The task
Please format every line of the listing below as a numbered list, leaving out the blank lines.

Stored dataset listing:
########################################
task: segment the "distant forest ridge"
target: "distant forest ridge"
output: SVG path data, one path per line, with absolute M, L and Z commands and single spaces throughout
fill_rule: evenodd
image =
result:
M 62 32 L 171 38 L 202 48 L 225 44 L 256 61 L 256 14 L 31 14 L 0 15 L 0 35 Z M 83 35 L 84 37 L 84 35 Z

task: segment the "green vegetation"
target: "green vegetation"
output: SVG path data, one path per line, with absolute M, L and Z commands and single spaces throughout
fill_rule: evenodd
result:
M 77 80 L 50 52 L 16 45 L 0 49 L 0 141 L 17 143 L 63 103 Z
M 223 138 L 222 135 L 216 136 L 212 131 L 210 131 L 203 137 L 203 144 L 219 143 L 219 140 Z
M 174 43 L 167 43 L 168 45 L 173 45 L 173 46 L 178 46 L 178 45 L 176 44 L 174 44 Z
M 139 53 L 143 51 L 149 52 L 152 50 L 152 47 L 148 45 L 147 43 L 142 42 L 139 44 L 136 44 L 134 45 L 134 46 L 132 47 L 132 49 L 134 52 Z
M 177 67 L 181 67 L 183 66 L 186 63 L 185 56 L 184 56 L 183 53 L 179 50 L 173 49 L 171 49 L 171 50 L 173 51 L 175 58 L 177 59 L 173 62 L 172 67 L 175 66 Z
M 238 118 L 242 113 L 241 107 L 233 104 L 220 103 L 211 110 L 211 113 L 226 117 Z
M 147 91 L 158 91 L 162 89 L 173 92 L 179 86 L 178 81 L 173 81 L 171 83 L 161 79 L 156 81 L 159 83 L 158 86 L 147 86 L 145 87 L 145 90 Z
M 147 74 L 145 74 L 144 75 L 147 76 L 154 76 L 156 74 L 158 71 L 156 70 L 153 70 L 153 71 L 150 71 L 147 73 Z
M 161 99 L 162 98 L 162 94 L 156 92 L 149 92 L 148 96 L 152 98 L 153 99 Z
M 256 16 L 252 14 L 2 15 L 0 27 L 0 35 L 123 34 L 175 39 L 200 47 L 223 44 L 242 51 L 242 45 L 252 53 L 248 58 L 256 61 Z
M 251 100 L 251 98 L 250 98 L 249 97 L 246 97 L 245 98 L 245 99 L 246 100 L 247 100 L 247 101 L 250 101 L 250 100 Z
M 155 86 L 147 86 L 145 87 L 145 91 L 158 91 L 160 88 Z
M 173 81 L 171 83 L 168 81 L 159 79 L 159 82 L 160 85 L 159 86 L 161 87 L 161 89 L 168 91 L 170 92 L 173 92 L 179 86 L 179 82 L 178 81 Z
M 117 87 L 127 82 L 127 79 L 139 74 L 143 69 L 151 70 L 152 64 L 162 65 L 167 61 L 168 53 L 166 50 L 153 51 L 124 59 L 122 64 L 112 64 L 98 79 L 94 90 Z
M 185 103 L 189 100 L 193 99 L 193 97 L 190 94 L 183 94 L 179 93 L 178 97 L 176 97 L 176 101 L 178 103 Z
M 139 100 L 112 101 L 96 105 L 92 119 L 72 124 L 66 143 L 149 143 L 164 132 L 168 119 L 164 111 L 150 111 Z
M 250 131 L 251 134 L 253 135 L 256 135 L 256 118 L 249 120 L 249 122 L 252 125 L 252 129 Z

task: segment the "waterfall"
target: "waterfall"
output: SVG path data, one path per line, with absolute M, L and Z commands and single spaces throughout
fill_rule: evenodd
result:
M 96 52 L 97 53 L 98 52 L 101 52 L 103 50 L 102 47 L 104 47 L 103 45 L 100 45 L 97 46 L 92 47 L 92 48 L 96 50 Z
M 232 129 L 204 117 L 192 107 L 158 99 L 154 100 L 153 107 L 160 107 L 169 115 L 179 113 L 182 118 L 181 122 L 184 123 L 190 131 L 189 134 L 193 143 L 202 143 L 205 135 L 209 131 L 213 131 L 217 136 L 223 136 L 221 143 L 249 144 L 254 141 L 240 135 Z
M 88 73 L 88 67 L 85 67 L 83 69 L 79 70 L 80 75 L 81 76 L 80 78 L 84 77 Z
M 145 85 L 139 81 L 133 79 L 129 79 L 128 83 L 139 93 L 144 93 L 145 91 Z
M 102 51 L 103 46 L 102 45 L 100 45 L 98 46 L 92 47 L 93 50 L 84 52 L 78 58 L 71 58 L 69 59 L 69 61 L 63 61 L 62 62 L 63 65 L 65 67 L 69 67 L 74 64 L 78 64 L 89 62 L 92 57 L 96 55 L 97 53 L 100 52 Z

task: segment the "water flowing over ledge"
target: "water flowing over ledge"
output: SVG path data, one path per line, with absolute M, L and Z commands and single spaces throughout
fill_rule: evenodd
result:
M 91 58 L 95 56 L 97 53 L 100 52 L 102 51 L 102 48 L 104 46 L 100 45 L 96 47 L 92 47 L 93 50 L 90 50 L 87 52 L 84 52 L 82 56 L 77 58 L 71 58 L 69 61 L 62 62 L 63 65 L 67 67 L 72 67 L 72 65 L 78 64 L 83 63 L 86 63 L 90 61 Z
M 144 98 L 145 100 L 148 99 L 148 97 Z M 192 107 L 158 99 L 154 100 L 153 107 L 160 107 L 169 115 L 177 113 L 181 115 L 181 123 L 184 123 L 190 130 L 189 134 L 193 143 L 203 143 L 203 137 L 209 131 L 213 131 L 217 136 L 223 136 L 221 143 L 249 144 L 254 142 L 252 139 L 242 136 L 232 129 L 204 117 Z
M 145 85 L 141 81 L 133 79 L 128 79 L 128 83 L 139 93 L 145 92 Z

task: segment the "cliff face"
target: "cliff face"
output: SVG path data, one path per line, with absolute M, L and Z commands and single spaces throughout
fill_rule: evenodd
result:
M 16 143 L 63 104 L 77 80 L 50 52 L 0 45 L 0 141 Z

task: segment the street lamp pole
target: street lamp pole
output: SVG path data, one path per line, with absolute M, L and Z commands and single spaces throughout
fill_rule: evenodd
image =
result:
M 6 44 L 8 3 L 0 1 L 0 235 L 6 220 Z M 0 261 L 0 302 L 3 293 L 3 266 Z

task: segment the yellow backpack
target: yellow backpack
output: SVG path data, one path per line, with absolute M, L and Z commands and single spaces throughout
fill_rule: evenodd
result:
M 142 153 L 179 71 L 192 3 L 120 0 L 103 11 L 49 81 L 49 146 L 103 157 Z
########################################
The output
1. task: segment the "distant forest ridge"
2. target: "distant forest ridge"
3. output: SVG path data, one path per line, with absolute M, L and Z commands and single spaces throughout
4. fill_rule: evenodd
5. image =
6. result:
7. M 62 32 L 171 38 L 202 48 L 225 44 L 256 61 L 256 14 L 31 14 L 0 15 L 0 35 Z M 83 35 L 84 37 L 84 35 Z
8. task: segment the "green vegetation"
9. target: "green vegetation"
10. output: SVG path data, one path per line, with absolute M, L and Z commands and single spaces throughout
11. fill_rule: evenodd
12. result:
13. M 77 80 L 50 52 L 16 45 L 0 49 L 0 141 L 17 143 L 63 103 Z
14. M 223 138 L 222 135 L 216 136 L 212 131 L 210 131 L 203 137 L 203 144 L 219 143 L 219 140 Z
15. M 174 43 L 167 43 L 168 45 L 173 45 L 173 46 L 178 46 L 178 45 L 176 44 L 174 44 Z
16. M 139 53 L 143 51 L 149 52 L 152 50 L 152 47 L 148 45 L 147 43 L 142 42 L 139 44 L 136 44 L 134 45 L 134 46 L 132 47 L 132 49 L 134 52 Z
17. M 177 67 L 181 67 L 183 66 L 186 63 L 185 56 L 184 56 L 183 53 L 179 50 L 173 49 L 171 49 L 171 50 L 173 51 L 175 58 L 177 59 L 173 62 L 172 67 L 175 66 Z
18. M 238 118 L 242 113 L 241 107 L 233 104 L 220 103 L 211 110 L 211 113 L 226 117 Z
19. M 147 91 L 158 91 L 162 89 L 173 92 L 179 86 L 178 81 L 173 81 L 171 83 L 161 79 L 156 81 L 159 83 L 158 86 L 147 86 L 145 87 L 145 90 Z
20. M 147 74 L 145 74 L 144 75 L 147 76 L 154 76 L 156 74 L 158 71 L 156 70 L 153 70 L 153 71 L 150 71 L 147 73 Z
21. M 161 99 L 162 98 L 162 94 L 156 92 L 149 92 L 148 96 L 152 98 L 153 99 Z
22. M 256 16 L 252 14 L 2 15 L 0 27 L 0 35 L 123 34 L 175 39 L 200 47 L 223 44 L 242 51 L 242 45 L 252 53 L 248 58 L 256 61 Z
23. M 251 100 L 251 98 L 250 98 L 249 97 L 246 97 L 245 98 L 245 99 L 246 100 L 247 100 L 247 101 L 250 101 L 250 100 Z
24. M 155 86 L 147 86 L 145 87 L 145 91 L 158 91 L 160 88 Z
25. M 173 81 L 171 83 L 168 81 L 159 79 L 159 82 L 160 85 L 159 86 L 161 87 L 161 89 L 168 91 L 170 92 L 173 92 L 179 86 L 179 82 L 178 81 Z
26. M 117 87 L 127 82 L 127 79 L 139 74 L 143 69 L 151 70 L 152 64 L 162 65 L 167 61 L 168 53 L 166 50 L 153 51 L 124 59 L 122 64 L 112 64 L 98 79 L 94 90 Z
27. M 185 103 L 189 100 L 193 99 L 193 97 L 190 94 L 183 94 L 179 93 L 178 97 L 176 97 L 176 101 L 178 103 Z
28. M 139 100 L 112 101 L 96 105 L 92 119 L 72 124 L 66 143 L 149 143 L 164 132 L 168 119 L 164 111 L 150 111 Z
29. M 250 131 L 251 134 L 253 135 L 256 135 L 256 118 L 249 120 L 249 122 L 252 125 L 252 129 Z
30. task: segment the "waterfall"
31. target: "waterfall"
32. output: SVG path data, one path per line, with absolute M, L and Z commands and single spaces throughout
33. fill_rule: evenodd
34. result:
35. M 96 52 L 97 53 L 98 52 L 101 52 L 103 50 L 102 47 L 104 47 L 103 45 L 100 45 L 97 46 L 92 47 L 92 48 L 96 50 Z
36. M 232 129 L 204 117 L 192 107 L 158 99 L 154 100 L 153 107 L 160 107 L 169 115 L 179 113 L 182 118 L 181 122 L 184 123 L 190 131 L 189 134 L 193 143 L 202 143 L 205 135 L 209 131 L 213 131 L 217 136 L 223 136 L 221 143 L 249 144 L 254 141 L 240 135 Z
37. M 88 73 L 88 67 L 85 67 L 83 69 L 79 70 L 80 75 L 81 76 L 80 78 L 84 77 Z
38. M 145 85 L 139 81 L 133 79 L 129 79 L 128 83 L 139 93 L 144 93 L 145 91 Z
39. M 102 51 L 103 46 L 102 45 L 100 45 L 98 46 L 92 47 L 93 50 L 84 52 L 78 58 L 71 58 L 69 59 L 69 61 L 63 61 L 62 62 L 63 65 L 65 67 L 69 67 L 74 64 L 78 64 L 89 62 L 92 57 L 96 55 L 97 53 L 100 52 Z
40. task: segment the "water flowing over ledge"
41. target: "water flowing over ledge"
42. output: SVG path data, one path per line, with absolute M, L and Z commands and single spaces throughout
43. fill_rule: evenodd
44. result:
45. M 91 58 L 95 56 L 97 53 L 100 52 L 102 51 L 102 48 L 104 46 L 100 45 L 96 47 L 92 47 L 93 50 L 90 50 L 87 52 L 84 52 L 82 56 L 77 58 L 71 58 L 69 61 L 62 62 L 63 65 L 67 67 L 72 67 L 72 65 L 78 64 L 83 63 L 86 63 L 90 61 Z
46. M 144 98 L 145 100 L 148 99 L 148 97 Z M 192 107 L 158 99 L 154 100 L 153 107 L 160 107 L 169 115 L 177 113 L 181 115 L 181 123 L 184 123 L 190 130 L 189 134 L 193 143 L 203 143 L 203 137 L 209 131 L 213 131 L 217 136 L 223 136 L 221 143 L 249 144 L 254 142 L 252 139 L 242 136 L 232 129 L 204 117 Z
47. M 145 85 L 141 81 L 133 79 L 128 79 L 128 83 L 139 93 L 145 92 Z
48. task: segment the "cliff face"
49. target: "cliff face"
50. output: SVG path data, one path per line, with absolute M, L and Z commands and single spaces throughout
51. fill_rule: evenodd
52. result:
53. M 16 143 L 63 104 L 77 80 L 50 52 L 0 45 L 0 141 Z
54. task: segment the street lamp pole
55. target: street lamp pole
56. output: SVG path data, one path per line, with absolute M, L and Z commands and single spaces throughout
57. fill_rule: evenodd
58. image =
59. result:
60. M 6 44 L 8 3 L 0 1 L 0 235 L 6 220 Z M 0 261 L 0 302 L 3 293 L 3 266 Z
61. task: segment the yellow backpack
62. target: yellow backpack
63. output: SVG path data, one path per line, with absolute M, L and Z commands and single spaces throughout
64. fill_rule: evenodd
65. result:
66. M 142 153 L 179 71 L 192 3 L 120 0 L 103 11 L 49 81 L 49 146 L 103 157 Z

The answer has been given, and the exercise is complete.